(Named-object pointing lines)
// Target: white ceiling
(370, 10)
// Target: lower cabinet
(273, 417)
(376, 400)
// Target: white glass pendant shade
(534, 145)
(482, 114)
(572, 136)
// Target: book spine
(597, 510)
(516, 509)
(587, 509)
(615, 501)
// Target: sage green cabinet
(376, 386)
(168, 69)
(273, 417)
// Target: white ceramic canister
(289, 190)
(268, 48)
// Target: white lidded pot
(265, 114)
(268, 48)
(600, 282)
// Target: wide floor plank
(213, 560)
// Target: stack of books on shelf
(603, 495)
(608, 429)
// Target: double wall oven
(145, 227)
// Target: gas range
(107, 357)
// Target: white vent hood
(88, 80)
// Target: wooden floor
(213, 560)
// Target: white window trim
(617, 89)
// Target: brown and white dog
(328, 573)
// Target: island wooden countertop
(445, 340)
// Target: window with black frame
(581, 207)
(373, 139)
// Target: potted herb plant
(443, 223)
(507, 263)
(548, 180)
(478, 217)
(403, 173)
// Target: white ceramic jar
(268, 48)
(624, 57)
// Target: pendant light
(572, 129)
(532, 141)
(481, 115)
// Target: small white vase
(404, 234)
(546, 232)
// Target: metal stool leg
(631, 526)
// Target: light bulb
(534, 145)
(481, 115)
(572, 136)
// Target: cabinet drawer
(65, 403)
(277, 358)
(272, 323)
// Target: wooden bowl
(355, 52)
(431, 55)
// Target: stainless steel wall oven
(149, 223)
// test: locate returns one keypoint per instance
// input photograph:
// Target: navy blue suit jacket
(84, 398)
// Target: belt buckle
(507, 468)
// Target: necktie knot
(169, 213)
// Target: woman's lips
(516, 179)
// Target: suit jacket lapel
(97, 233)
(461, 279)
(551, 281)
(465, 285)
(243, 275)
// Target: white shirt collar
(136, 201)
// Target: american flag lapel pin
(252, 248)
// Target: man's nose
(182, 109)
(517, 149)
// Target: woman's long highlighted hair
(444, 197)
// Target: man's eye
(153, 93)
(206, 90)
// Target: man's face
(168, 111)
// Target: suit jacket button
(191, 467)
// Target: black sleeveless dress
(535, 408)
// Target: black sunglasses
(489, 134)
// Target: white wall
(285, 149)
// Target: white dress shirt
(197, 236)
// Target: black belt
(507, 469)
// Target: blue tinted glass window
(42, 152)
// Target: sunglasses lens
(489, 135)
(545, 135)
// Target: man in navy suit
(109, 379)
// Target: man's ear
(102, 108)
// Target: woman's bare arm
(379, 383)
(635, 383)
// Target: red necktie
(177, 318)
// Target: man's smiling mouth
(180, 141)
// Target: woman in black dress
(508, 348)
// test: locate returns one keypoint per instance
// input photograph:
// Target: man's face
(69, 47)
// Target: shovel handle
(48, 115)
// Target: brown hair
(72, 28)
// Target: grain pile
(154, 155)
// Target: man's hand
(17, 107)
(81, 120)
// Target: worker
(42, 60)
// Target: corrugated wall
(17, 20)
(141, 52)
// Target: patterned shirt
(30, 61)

*AIM*.
Copy out the part of the lines that opens with the line containing "Target: shovel handle" and runs to the end of the lines, including both ends.

*PROBLEM SOLUTION*.
// Target: shovel handle
(48, 115)
// Target: brown hair
(72, 28)
// Target: grain pile
(154, 155)
// Target: man's hand
(17, 107)
(81, 120)
// Target: worker
(42, 60)
// Target: corrugated wall
(17, 20)
(141, 52)
// Target: patterned shirt
(30, 61)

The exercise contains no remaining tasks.